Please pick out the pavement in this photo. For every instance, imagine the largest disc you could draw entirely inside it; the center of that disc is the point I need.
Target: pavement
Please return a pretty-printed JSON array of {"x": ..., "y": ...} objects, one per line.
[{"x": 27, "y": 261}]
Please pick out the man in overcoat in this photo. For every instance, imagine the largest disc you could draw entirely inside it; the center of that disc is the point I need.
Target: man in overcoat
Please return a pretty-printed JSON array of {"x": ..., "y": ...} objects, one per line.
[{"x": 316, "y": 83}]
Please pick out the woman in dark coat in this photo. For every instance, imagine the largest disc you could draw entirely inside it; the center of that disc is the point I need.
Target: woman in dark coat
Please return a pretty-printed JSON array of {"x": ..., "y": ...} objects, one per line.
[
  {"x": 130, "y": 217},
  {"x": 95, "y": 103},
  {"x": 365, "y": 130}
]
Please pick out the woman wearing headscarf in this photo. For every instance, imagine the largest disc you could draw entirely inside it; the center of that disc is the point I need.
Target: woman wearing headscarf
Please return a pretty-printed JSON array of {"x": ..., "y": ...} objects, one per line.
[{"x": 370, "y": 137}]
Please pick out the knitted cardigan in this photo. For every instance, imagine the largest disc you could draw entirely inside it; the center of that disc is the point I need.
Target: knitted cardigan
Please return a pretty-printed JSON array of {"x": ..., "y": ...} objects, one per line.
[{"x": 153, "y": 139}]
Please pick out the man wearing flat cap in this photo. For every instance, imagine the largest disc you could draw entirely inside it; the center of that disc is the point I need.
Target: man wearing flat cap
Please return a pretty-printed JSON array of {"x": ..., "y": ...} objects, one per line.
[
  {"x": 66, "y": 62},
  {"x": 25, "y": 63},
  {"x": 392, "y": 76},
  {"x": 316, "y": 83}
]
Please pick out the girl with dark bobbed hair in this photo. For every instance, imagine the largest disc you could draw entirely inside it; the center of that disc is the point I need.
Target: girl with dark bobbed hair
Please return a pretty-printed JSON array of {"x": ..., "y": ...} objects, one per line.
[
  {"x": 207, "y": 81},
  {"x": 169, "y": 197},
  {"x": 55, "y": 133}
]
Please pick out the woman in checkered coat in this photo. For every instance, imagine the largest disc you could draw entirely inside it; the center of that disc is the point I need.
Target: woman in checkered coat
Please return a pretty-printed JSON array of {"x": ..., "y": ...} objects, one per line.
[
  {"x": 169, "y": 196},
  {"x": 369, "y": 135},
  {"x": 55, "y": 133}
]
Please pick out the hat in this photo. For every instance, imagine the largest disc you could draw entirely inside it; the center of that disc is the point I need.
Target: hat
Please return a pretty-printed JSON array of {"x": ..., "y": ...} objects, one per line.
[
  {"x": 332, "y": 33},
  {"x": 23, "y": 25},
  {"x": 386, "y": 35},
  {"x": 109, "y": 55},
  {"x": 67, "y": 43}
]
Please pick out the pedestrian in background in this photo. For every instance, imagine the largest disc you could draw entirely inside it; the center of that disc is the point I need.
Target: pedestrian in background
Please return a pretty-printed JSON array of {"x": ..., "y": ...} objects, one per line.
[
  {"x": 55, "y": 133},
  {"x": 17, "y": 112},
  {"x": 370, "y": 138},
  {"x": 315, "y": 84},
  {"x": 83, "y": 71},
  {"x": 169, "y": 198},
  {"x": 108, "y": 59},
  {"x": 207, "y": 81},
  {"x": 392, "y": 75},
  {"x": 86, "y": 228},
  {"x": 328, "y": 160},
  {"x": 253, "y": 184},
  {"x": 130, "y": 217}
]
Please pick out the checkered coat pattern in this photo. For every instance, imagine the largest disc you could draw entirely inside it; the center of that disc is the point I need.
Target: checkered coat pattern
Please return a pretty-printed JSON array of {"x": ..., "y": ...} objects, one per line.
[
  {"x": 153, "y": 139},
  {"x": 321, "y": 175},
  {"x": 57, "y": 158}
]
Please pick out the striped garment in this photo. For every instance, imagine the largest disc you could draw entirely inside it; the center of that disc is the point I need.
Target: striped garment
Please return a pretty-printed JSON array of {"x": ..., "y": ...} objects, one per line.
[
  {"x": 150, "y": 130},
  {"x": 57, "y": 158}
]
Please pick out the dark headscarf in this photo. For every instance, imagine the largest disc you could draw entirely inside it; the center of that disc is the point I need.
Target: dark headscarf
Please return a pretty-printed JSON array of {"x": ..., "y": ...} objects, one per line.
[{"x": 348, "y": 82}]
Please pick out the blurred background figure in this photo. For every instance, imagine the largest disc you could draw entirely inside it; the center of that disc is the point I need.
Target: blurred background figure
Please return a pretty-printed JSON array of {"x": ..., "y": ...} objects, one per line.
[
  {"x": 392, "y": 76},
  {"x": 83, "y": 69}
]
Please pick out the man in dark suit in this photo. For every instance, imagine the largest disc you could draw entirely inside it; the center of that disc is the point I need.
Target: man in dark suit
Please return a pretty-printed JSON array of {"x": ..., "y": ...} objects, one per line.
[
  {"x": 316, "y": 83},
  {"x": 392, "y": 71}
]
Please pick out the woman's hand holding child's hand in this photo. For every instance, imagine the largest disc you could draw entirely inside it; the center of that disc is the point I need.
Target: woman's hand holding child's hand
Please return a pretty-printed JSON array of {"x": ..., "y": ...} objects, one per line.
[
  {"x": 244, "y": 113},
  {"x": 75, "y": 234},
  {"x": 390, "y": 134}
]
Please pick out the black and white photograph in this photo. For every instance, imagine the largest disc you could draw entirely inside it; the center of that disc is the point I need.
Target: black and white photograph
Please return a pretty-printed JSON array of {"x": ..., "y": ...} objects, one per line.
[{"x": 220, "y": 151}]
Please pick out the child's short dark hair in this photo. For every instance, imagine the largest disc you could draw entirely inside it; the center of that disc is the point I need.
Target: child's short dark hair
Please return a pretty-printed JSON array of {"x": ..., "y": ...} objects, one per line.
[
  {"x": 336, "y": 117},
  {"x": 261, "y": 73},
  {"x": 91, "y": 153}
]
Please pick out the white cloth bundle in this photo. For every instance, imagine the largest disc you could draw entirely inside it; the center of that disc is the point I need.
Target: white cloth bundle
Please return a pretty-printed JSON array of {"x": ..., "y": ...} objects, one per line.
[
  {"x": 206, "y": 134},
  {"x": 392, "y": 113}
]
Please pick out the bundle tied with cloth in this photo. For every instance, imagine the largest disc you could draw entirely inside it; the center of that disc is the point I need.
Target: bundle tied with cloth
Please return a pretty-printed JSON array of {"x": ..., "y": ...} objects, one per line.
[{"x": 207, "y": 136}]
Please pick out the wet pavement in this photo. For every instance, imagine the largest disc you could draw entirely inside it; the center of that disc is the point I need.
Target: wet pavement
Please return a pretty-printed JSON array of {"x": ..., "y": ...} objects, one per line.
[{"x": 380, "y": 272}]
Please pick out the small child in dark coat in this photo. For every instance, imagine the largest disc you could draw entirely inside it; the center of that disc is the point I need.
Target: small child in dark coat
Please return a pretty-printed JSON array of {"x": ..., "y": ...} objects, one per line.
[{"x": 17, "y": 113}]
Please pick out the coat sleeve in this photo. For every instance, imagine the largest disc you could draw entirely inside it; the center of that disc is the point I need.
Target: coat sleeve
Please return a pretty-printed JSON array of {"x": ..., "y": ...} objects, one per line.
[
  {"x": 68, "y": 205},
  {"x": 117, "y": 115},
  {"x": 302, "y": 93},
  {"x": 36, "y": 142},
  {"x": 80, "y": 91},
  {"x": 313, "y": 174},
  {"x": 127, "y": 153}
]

- - - - - - -

Task details.
Up to and including the line with "Target: girl with dark bobbed hair", print every line of the material above, starting from its first line, exactly.

Response to the exercise.
Please pick out the pavement in this photo. For every instance, imagine the largest disc you could draw entirely inside it; the center of that disc is the point I need.
Target: pavement
Please return a pretty-printed JSON array of {"x": ..., "y": ...} objects, one per line.
[{"x": 27, "y": 261}]
Please pick out the man in overcoat in this photo. For every instance, imagine the largest disc you could draw entirely inside it; the center of that disc is the point I need.
Target: man in overcoat
Please return a pretty-printed JSON array of {"x": ..., "y": ...} objects, one per line.
[{"x": 316, "y": 83}]
Please pick out the woman in dark coat in this photo. For every instance, imagine the largest disc you could draw entirely inside it; the center of that disc is the point I need.
Target: woman in dark coat
Please return a pretty-printed JSON array of {"x": ..., "y": ...} objects, one per line.
[
  {"x": 130, "y": 217},
  {"x": 95, "y": 103},
  {"x": 365, "y": 130}
]
Please pick out the woman wearing headscarf in this photo. For every instance, imagine the largest disc you could draw entirely inside it; the center of that disc is the point I need.
Target: woman wearing headscarf
Please return a pretty-printed JSON array of {"x": ..., "y": ...} objects, one per line.
[{"x": 370, "y": 137}]
Please pick out the knitted cardigan in this photo. For every instance, imagine the largest disc you could draw entirely inside it; the center of that disc is the point I need.
Target: knitted cardigan
Please return a pretty-printed JSON array of {"x": ..., "y": ...} objects, one per line.
[{"x": 153, "y": 139}]
Please pick out the man wearing flat cap in this photo. For every instance, imagine the largest disc you could draw entirely inside it; the center of that disc is the point I need.
Target: man wearing flat cap
Please return a pretty-printed JSON array of {"x": ..., "y": ...} objects, one per line.
[
  {"x": 66, "y": 62},
  {"x": 25, "y": 63},
  {"x": 392, "y": 76},
  {"x": 316, "y": 83}
]
Please pick out the girl with dark bobbed hair in this photo. For every instance, imagine the largest disc you could draw entirely inside it; the center of that disc is the point I need.
Target: girl with dark bobbed hair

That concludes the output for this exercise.